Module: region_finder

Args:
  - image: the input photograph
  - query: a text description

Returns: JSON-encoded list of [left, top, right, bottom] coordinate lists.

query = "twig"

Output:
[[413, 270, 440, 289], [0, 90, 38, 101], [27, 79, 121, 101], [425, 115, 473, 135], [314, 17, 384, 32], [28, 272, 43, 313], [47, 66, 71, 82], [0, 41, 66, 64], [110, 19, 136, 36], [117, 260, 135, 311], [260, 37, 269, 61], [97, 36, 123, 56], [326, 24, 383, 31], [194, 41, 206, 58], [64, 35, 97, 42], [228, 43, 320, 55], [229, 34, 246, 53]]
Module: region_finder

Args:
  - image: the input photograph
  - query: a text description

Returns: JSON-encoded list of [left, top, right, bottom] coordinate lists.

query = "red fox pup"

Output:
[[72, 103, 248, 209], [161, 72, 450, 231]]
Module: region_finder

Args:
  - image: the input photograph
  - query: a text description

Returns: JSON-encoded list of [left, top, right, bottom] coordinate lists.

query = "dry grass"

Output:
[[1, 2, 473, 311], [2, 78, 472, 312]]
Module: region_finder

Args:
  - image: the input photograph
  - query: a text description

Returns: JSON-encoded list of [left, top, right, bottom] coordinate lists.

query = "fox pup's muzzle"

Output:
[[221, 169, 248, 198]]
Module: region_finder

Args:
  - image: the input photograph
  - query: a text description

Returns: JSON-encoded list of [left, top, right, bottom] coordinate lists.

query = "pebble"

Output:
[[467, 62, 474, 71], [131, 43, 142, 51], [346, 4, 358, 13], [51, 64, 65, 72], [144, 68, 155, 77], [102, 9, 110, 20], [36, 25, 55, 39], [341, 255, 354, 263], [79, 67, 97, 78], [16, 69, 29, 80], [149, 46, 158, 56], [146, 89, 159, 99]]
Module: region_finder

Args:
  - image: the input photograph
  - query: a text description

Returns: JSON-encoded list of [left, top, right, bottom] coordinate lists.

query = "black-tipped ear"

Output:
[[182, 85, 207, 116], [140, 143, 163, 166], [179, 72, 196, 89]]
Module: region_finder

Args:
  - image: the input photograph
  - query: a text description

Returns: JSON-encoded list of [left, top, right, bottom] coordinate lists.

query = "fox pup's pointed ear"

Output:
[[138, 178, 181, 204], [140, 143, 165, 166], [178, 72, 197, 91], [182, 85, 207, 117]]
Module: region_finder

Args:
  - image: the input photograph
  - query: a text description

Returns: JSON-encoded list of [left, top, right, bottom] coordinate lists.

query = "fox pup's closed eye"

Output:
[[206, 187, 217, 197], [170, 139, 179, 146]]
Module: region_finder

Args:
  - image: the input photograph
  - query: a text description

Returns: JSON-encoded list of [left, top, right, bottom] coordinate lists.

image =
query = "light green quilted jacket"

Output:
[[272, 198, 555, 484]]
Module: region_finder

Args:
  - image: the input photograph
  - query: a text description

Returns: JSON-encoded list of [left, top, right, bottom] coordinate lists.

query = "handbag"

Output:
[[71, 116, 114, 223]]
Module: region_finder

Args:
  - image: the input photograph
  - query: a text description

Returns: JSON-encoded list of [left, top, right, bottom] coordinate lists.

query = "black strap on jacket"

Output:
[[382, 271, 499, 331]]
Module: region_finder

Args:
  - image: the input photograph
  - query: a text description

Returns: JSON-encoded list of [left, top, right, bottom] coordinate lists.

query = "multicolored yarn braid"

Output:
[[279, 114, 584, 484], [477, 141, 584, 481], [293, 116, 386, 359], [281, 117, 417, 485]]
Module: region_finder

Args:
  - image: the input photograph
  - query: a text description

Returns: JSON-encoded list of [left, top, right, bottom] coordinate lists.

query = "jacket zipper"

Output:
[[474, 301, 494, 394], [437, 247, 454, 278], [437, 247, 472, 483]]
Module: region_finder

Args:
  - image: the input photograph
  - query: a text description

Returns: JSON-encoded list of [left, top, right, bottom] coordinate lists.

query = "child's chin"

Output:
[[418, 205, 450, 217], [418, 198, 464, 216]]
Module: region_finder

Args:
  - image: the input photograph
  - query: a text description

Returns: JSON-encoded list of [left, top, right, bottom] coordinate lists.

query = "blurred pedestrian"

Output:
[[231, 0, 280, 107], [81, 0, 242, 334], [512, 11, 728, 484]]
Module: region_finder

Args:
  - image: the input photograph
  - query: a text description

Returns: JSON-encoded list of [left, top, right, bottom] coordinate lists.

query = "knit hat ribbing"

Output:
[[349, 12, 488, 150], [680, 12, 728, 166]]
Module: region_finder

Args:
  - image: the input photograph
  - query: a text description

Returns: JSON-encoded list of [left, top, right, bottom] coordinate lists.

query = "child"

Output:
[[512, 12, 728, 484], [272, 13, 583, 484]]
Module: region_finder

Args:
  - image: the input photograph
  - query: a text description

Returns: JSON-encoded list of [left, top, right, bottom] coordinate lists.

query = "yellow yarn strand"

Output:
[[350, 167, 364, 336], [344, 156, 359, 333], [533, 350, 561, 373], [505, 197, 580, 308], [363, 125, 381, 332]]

* * *

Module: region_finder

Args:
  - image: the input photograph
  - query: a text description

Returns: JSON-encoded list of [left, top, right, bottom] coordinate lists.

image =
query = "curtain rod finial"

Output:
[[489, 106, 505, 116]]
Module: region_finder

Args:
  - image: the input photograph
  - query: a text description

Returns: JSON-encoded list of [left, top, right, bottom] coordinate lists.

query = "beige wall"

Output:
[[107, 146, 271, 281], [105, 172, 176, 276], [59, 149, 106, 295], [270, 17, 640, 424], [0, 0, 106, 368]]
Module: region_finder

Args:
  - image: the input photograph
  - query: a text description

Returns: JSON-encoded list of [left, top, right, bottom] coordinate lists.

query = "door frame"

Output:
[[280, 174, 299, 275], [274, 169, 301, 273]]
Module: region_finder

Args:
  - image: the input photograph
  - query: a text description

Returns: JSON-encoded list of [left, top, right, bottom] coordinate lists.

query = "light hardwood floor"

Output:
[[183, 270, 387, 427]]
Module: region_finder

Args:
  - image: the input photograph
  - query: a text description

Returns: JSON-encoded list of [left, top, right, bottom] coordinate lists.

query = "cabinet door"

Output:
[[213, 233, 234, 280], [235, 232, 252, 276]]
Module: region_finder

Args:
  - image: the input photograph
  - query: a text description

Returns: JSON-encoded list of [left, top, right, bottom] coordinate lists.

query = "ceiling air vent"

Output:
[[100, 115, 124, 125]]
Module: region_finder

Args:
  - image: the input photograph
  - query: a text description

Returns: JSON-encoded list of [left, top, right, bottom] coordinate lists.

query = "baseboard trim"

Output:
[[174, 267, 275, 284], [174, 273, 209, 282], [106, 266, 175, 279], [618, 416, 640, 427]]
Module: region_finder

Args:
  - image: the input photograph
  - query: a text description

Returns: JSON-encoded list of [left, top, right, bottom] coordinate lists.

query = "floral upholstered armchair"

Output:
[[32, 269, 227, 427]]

◆ PROBLEM REQUIREMENTS ◆
From the entries above, collect every line with the string "jacket" in it.

◆ PROBLEM SOLUTION ◆
query = "light green quilted jacket"
query = "black strap on jacket"
query = "jacket zipper"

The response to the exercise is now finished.